### Exercise materials:
■ ■ ■ ■ ■

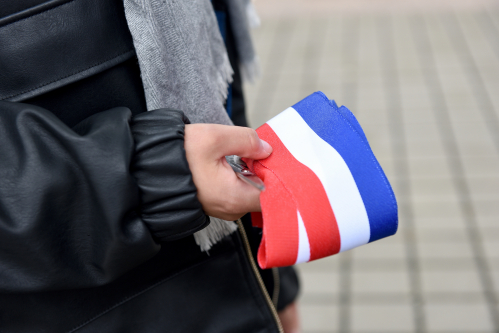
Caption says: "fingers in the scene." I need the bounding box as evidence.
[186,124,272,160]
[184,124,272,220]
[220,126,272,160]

■ ■ ■ ■ ■

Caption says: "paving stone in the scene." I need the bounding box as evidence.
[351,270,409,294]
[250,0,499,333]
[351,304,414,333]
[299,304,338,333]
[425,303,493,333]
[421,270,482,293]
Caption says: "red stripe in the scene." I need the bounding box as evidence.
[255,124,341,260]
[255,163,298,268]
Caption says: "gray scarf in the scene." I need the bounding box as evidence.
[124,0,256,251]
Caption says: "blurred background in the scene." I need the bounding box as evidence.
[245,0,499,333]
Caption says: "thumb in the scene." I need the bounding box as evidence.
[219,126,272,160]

■ ■ ■ ■ ■

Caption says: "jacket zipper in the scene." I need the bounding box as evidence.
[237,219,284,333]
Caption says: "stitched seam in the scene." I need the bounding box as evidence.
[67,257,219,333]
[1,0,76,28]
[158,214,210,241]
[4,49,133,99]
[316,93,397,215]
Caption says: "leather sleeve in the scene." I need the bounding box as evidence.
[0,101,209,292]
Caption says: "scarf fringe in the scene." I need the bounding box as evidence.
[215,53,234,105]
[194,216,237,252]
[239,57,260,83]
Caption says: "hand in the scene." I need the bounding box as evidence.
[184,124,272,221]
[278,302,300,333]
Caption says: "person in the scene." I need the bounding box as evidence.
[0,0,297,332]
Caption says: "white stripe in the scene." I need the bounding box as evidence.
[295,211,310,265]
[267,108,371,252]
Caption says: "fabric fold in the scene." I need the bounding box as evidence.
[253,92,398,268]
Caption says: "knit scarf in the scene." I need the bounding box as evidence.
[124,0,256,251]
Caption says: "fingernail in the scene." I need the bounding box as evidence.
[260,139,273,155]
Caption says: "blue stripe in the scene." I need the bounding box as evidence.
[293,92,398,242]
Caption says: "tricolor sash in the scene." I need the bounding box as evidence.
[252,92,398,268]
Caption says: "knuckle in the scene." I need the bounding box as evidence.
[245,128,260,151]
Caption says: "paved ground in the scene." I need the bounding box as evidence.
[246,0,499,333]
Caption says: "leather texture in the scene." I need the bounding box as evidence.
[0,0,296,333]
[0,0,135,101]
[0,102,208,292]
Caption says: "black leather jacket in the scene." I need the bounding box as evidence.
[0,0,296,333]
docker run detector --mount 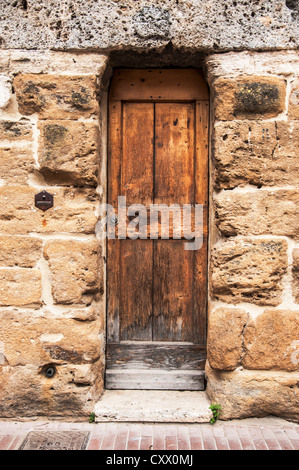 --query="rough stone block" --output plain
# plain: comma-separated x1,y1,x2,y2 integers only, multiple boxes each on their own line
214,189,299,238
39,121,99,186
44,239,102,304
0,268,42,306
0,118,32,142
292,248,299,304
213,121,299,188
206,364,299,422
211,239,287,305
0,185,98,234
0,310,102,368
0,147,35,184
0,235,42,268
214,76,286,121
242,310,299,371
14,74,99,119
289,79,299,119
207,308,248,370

■ ■ ■ ■ ■

### Problem statement:
Please show each line of the listing that contains the string "leather". Case counts.

### Reply to the task:
Caption says: "leather sleeve in the scene." I need the bounding box as evidence.
Caption says: "leather texture in the scene." I need the bounding box as evidence.
Caption says: "black leather jacket in the scene." I need the bounding box as evidence.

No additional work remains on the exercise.